(Directions):
a: Transcribe the part of the outage account below that runs between "Without those answers, what" and "Making It Right.", inclusive.
b: Answer these questions using the outage account below, one answer per line:
(i) For how many years has Coveralls been providing code coverage analytics?
(ii) Roughly what percentage of Coveralls.io users are open-source contributors who use the service for free?
(iii) At what time on Day 1 did the team lose access to the hosting provider's console?

(Supplied passage):

----------

Without those answers, what follows is our account. We're sharing everything and letting you judge for yourself.
If what you need most right now is assurance that this won't happen again, and to know what we're doing for affected customers, you can jump ahead to What We're Doing and Making It Right.
But we'd ask you to read through. On the surface, this looks like a company that didn't pay its bills and got suspended. The full picture tells a different story, and the evidence speaks for itself.
Coveralls has been providing code coverage analytics for 15 years. We're bootstrapped: no outside funding. Over 225,000 developers use Coveralls.io every day, and roughly 90% of them are open-source contributors who use the service for free. [1]
We have never experienced an outage like this in our 15-year history.
More than once, over the past year, we asked our account manager directly whether we were at risk of suspension.
Each time, the answer was no. He told us suspension was designed to be rare, that it was reserved for accounts that had gone delinquent—stopped paying, and stopped communicating—and that it required his sign-off, and his manager's.
He told us he received a regular list of at-risk accounts among those he managed, so he could review them and give feedback before any action was taken. He told us we had never appeared on that list.
He said our provider knew we were paying, and knew we were actively communicating, with AR and with him. Based on everything he told us, suspension wasn't just unlikely, it wasn't supposed to be possible. At least not without warning.
Tuesday, Feb 24 — Day 1
1:45 PM PST: We suddenly lose access to our hosting provider's console. The service is still up, so we assume it's a technical issue. Multiple team members try their credentials. None work.

----------

(Data provided):
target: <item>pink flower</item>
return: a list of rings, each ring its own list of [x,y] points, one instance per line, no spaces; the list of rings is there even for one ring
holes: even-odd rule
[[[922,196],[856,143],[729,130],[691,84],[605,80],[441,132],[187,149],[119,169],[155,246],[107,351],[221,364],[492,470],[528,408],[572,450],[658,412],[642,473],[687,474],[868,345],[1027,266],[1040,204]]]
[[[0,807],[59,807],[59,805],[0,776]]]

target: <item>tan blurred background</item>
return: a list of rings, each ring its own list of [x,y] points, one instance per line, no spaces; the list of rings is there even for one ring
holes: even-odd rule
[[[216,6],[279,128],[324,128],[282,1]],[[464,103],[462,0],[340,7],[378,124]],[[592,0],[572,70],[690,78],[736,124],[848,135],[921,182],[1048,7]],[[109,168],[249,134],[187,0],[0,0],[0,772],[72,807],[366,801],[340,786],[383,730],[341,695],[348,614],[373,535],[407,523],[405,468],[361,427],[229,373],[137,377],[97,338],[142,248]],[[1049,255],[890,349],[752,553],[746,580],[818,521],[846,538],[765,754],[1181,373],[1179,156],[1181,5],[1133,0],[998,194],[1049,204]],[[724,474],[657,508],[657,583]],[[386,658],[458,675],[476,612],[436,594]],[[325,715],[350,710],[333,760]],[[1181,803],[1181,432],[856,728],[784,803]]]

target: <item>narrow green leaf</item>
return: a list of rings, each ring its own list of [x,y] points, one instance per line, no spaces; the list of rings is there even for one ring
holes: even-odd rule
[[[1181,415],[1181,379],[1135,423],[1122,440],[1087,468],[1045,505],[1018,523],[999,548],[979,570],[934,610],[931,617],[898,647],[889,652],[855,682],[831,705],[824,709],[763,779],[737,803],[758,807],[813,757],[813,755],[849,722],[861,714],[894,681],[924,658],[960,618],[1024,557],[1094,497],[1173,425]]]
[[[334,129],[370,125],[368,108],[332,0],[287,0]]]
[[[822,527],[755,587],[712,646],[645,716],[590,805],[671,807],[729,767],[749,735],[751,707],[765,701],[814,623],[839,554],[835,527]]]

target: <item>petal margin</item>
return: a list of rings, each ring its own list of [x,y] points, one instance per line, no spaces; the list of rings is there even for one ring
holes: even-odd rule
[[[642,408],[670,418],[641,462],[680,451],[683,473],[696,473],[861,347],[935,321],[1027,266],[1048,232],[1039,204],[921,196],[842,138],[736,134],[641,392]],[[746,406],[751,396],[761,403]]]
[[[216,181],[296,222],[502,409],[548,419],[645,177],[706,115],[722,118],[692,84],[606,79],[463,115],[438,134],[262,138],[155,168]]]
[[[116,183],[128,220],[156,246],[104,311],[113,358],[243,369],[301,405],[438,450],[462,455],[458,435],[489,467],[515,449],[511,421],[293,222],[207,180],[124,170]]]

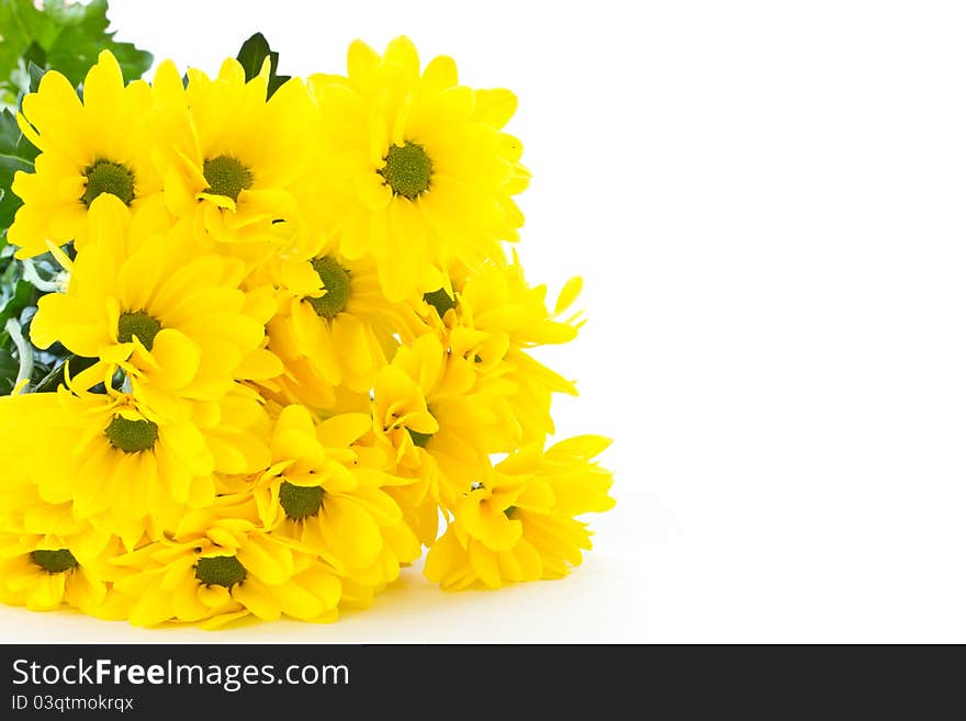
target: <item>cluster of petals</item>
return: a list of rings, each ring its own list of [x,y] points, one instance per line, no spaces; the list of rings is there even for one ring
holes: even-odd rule
[[[50,71],[8,238],[63,288],[56,391],[0,398],[0,600],[138,626],[332,621],[428,550],[443,588],[558,578],[614,504],[599,436],[552,440],[573,340],[525,278],[507,90],[397,38],[345,76],[171,61]]]

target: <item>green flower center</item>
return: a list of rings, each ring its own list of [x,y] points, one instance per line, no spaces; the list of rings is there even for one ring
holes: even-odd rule
[[[64,573],[76,568],[78,563],[74,554],[67,549],[57,551],[31,551],[31,561],[36,563],[47,573]]]
[[[104,429],[111,446],[125,453],[139,453],[154,448],[158,440],[158,425],[151,420],[130,420],[114,416]]]
[[[377,172],[385,179],[393,193],[416,200],[429,190],[433,178],[433,161],[422,145],[406,142],[393,145],[385,154],[385,166]]]
[[[199,559],[194,566],[194,577],[205,586],[224,586],[231,588],[245,581],[248,572],[234,555],[216,555],[211,559]]]
[[[251,188],[251,171],[235,158],[220,155],[204,161],[204,179],[212,195],[224,195],[238,202],[238,193]]]
[[[283,481],[279,487],[279,503],[285,516],[292,520],[302,520],[318,514],[325,491],[321,486],[296,486]]]
[[[155,336],[161,329],[161,322],[149,316],[144,311],[122,313],[117,318],[117,340],[130,343],[137,338],[142,345],[150,350],[155,345]]]
[[[413,446],[418,446],[419,448],[426,448],[426,443],[433,438],[433,433],[420,433],[412,428],[406,428],[406,430],[409,432],[409,438],[413,439]]]
[[[446,292],[445,289],[440,288],[438,291],[433,291],[431,293],[424,293],[423,300],[426,301],[429,305],[436,308],[436,312],[439,314],[439,317],[446,315],[447,311],[451,311],[457,307],[457,301],[453,297],[450,297],[449,293]]]
[[[83,174],[87,176],[87,188],[80,200],[85,205],[89,206],[101,193],[116,195],[125,205],[131,205],[134,200],[134,173],[120,162],[96,160]]]
[[[325,288],[325,295],[306,300],[319,317],[332,320],[345,311],[349,303],[352,290],[349,271],[339,266],[335,258],[328,256],[313,260],[312,268],[318,273],[318,279]]]

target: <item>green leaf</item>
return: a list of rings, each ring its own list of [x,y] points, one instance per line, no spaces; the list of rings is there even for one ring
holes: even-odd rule
[[[0,228],[10,227],[13,214],[21,206],[20,199],[9,192],[18,170],[32,172],[37,149],[20,132],[16,119],[9,110],[0,112]]]
[[[33,60],[63,72],[77,86],[101,50],[114,54],[126,79],[139,78],[150,67],[151,54],[115,41],[108,25],[108,0],[86,5],[45,0],[43,10],[31,0],[0,0],[0,78],[9,78],[24,58],[27,65]],[[29,52],[33,45],[46,54],[45,63],[37,61],[37,49]]]
[[[255,35],[242,44],[242,49],[238,50],[237,55],[238,63],[240,63],[242,67],[245,69],[246,80],[251,80],[261,72],[261,66],[265,64],[265,58],[269,58],[271,65],[271,72],[268,77],[268,97],[271,98],[276,90],[281,88],[288,80],[292,79],[292,76],[278,75],[279,54],[269,47],[265,35],[261,33],[255,33]]]
[[[27,67],[44,67],[47,65],[47,50],[37,45],[36,41],[32,41],[21,56],[24,65]]]
[[[37,384],[33,388],[33,393],[48,393],[52,391],[56,391],[57,386],[64,383],[64,369],[67,368],[68,363],[70,364],[70,376],[74,378],[75,375],[77,375],[81,371],[86,371],[97,362],[97,358],[68,356],[63,363],[59,363],[53,371],[47,373],[46,376],[37,381]],[[14,373],[14,376],[15,375],[16,373]]]

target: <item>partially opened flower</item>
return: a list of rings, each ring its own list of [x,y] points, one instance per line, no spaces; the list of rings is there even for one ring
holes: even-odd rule
[[[262,348],[271,293],[240,290],[242,261],[211,252],[190,225],[136,237],[115,199],[99,199],[90,221],[97,241],[65,261],[66,292],[40,301],[38,348],[59,341],[121,368],[135,395],[171,415],[187,413],[178,398],[216,401],[238,380],[282,372]]]
[[[614,506],[610,473],[592,460],[608,443],[583,436],[546,453],[525,447],[474,481],[430,549],[426,577],[461,589],[566,575],[591,549],[586,523],[574,516]]]
[[[498,382],[483,383],[434,334],[396,352],[375,379],[372,429],[402,475],[431,478],[438,467],[445,504],[483,472],[488,454],[513,450],[520,429]]]
[[[414,337],[415,311],[386,300],[371,261],[289,259],[277,274],[283,300],[269,324],[270,348],[315,385],[368,393],[400,342]]]
[[[372,255],[386,296],[448,283],[450,270],[502,258],[524,218],[512,195],[529,173],[503,132],[508,90],[459,85],[451,58],[420,70],[405,37],[380,56],[356,42],[348,76],[310,78],[319,108],[316,210],[341,234],[340,252]]]
[[[553,393],[576,395],[574,384],[536,360],[528,350],[576,338],[580,313],[563,316],[580,292],[581,279],[564,285],[551,313],[547,286],[530,286],[519,259],[486,263],[453,283],[452,295],[439,289],[425,296],[424,317],[452,356],[470,363],[482,379],[510,384],[505,394],[523,430],[523,442],[543,441],[553,432]]]
[[[59,72],[44,75],[37,92],[24,98],[18,119],[42,150],[35,172],[18,172],[13,182],[24,203],[8,232],[8,240],[20,247],[18,258],[46,252],[48,240],[83,247],[88,210],[104,194],[148,227],[167,222],[160,177],[151,162],[150,110],[148,85],[135,80],[125,86],[108,50],[87,74],[82,100]]]

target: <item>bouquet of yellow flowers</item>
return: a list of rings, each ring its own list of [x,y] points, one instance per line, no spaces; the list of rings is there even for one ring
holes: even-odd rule
[[[550,309],[505,249],[515,95],[405,37],[277,65],[256,35],[215,77],[25,68],[0,600],[330,621],[424,548],[447,589],[563,576],[613,506],[607,439],[548,442],[575,388],[529,351],[575,338],[581,282]]]

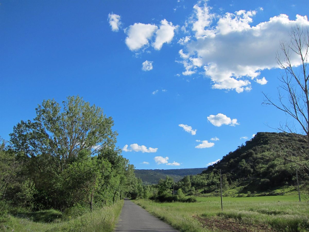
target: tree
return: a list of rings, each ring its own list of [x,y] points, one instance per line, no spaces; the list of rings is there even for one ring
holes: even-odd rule
[[[263,93],[265,97],[263,104],[275,107],[294,119],[281,124],[278,129],[305,141],[307,147],[297,148],[308,159],[309,28],[296,25],[291,28],[290,36],[290,41],[281,42],[281,52],[276,56],[277,63],[283,71],[279,78],[281,84],[278,88],[278,99],[274,101]],[[304,174],[309,171],[307,162],[291,159],[285,154],[279,155],[297,163]]]
[[[12,148],[45,206],[63,210],[80,200],[91,209],[111,171],[109,161],[95,155],[103,148],[114,149],[117,134],[112,130],[111,117],[78,96],[68,97],[62,105],[44,101],[33,121],[14,127]]]

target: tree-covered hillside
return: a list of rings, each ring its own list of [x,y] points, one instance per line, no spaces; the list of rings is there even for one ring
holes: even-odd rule
[[[296,184],[296,164],[302,161],[306,144],[301,138],[285,133],[259,132],[254,138],[208,167],[202,174],[185,177],[178,183],[185,192],[214,192],[219,186],[219,170],[224,190],[257,192]],[[308,163],[308,160],[301,162]]]
[[[165,179],[166,176],[172,178],[177,182],[185,176],[196,175],[201,173],[206,168],[184,168],[179,169],[138,169],[134,171],[135,176],[142,179],[146,184],[157,184],[160,179]]]

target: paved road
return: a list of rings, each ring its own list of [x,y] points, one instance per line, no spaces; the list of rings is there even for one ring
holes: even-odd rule
[[[115,231],[178,232],[178,231],[151,215],[140,206],[125,199],[125,204]]]

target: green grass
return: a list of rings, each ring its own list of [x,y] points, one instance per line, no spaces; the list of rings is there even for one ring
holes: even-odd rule
[[[265,225],[278,231],[309,230],[309,205],[298,202],[297,195],[224,197],[223,212],[220,197],[197,199],[195,203],[159,203],[142,200],[134,201],[181,231],[213,230],[213,228],[203,227],[197,217],[205,221],[218,219],[240,223],[252,231],[258,231],[259,228],[263,228],[260,226]]]
[[[53,210],[15,216],[10,215],[8,221],[0,224],[0,230],[112,231],[123,205],[123,200],[119,201],[112,205],[94,210],[92,213],[87,213],[75,218],[62,221],[61,213]],[[53,218],[55,214],[58,217]],[[48,215],[52,216],[49,218],[52,220],[48,219]]]

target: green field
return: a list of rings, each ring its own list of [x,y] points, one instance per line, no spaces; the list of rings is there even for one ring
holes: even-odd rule
[[[309,231],[309,205],[297,195],[199,197],[194,203],[134,202],[183,231]]]
[[[54,210],[9,215],[0,223],[0,231],[112,231],[123,205],[123,200],[89,212],[75,218],[63,218]],[[57,217],[55,217],[57,214]],[[52,219],[51,221],[50,219]]]

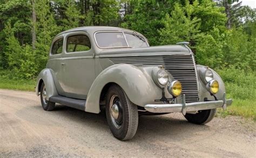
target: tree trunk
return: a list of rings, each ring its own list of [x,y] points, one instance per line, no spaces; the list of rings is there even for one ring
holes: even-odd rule
[[[33,50],[36,49],[36,15],[35,10],[35,3],[36,0],[31,0],[32,2],[32,48]]]
[[[228,30],[231,29],[231,17],[230,15],[230,6],[227,3],[227,1],[225,2],[225,11],[227,15],[227,28]]]

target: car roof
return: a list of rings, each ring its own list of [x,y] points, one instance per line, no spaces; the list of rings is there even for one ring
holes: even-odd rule
[[[127,32],[133,32],[136,34],[139,34],[142,35],[141,33],[137,32],[135,31],[118,28],[118,27],[112,27],[112,26],[82,26],[82,27],[78,27],[76,28],[73,28],[71,29],[69,29],[64,31],[63,31],[59,34],[58,34],[56,36],[60,35],[63,33],[73,32],[73,31],[86,31],[89,33],[94,33],[97,31],[127,31]]]

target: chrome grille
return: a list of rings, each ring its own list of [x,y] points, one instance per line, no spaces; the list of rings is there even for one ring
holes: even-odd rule
[[[197,75],[192,55],[122,57],[110,59],[113,64],[162,65],[175,79],[181,83],[181,94],[185,94],[186,102],[198,101]]]

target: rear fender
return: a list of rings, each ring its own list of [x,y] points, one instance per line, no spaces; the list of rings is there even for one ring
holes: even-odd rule
[[[44,68],[41,71],[37,78],[36,94],[37,95],[40,95],[41,86],[42,82],[44,82],[46,87],[47,100],[49,100],[49,98],[52,96],[58,95],[54,83],[52,71],[51,69]]]

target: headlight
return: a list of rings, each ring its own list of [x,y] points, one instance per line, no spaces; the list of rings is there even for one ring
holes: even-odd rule
[[[206,83],[210,81],[213,79],[213,73],[212,71],[209,69],[206,69],[205,72],[205,79]]]
[[[174,97],[178,97],[181,93],[181,84],[178,81],[173,81],[168,86],[168,92]]]
[[[164,70],[160,69],[157,72],[157,80],[159,84],[164,86],[167,84],[168,82],[168,74]]]
[[[215,80],[212,80],[207,84],[206,88],[211,93],[215,94],[219,91],[219,83]]]

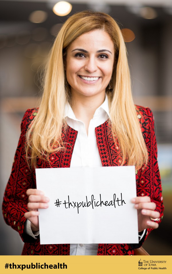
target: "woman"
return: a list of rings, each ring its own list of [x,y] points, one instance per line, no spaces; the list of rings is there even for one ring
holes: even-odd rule
[[[64,24],[40,107],[26,111],[21,130],[3,207],[25,243],[23,255],[133,255],[158,227],[163,208],[153,117],[134,105],[125,43],[109,15],[87,11]],[[38,210],[49,199],[36,189],[34,168],[120,165],[136,166],[139,244],[41,245]]]

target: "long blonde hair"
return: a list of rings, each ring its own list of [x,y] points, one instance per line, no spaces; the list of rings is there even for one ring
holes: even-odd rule
[[[27,133],[26,155],[35,166],[37,157],[64,149],[61,139],[65,104],[71,102],[70,89],[65,85],[64,61],[69,45],[82,34],[93,30],[106,31],[114,43],[115,68],[113,90],[107,89],[111,130],[119,141],[124,164],[138,169],[148,161],[148,153],[132,99],[125,45],[120,29],[110,15],[86,11],[69,17],[60,31],[50,53],[44,80],[44,92],[38,113]]]

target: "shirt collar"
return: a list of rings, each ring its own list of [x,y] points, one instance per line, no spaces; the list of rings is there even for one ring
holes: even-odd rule
[[[102,104],[101,106],[100,106],[96,110],[93,116],[94,116],[95,115],[98,115],[98,113],[99,114],[100,112],[102,113],[103,112],[103,111],[105,112],[108,115],[108,117],[110,119],[109,112],[109,107],[108,98],[106,94],[105,95],[105,100],[103,104]],[[79,121],[78,119],[76,118],[72,108],[68,102],[66,104],[65,106],[64,117],[65,118],[67,117],[71,119],[73,119],[76,121]]]

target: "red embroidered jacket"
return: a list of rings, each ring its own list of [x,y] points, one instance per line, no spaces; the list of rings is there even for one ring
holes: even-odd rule
[[[147,195],[157,205],[156,210],[160,214],[160,222],[162,218],[163,206],[161,195],[161,180],[157,160],[157,151],[153,117],[150,109],[137,106],[138,117],[146,145],[149,157],[146,168],[136,170],[138,196]],[[28,127],[36,115],[37,109],[29,109],[26,112],[21,124],[21,133],[15,155],[11,174],[5,189],[3,204],[4,217],[6,223],[18,231],[25,243],[22,255],[68,255],[70,245],[40,245],[39,237],[35,239],[24,232],[26,219],[24,214],[28,210],[28,189],[36,188],[35,171],[31,172],[26,161],[25,149],[25,135]],[[108,133],[107,121],[95,129],[97,147],[103,166],[120,165],[121,161],[118,141],[115,145]],[[38,168],[69,167],[77,131],[68,126],[62,133],[65,143],[65,151],[52,154],[49,159],[51,166],[46,161],[38,159]],[[127,163],[125,163],[126,165]],[[103,220],[102,220],[102,221]],[[132,255],[134,248],[140,246],[151,229],[146,233],[138,245],[132,244],[100,244],[98,255]]]

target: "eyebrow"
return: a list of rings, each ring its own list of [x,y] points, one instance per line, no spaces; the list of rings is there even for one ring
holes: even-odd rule
[[[84,50],[82,48],[75,48],[75,50],[72,50],[72,52],[74,51],[75,50],[79,50],[79,51],[82,51],[83,52],[84,52],[85,53],[88,53],[88,52],[87,51],[87,50]],[[96,51],[96,53],[100,53],[101,52],[104,52],[105,51],[108,51],[108,52],[110,52],[112,54],[110,50],[108,50],[105,49],[99,50],[97,50]]]

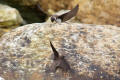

----------

(The results):
a:
Without those answers, what follows is our account. We're sharing everything and letting you judge for yourself.
If what you need most right now is assurance that this won't happen again, and to know what we're doing for affected customers, you can jump ahead to What We're Doing and Making It Right.

b:
(i) 15 years
(ii) Roughly 90%
(iii) 1:45 PM PST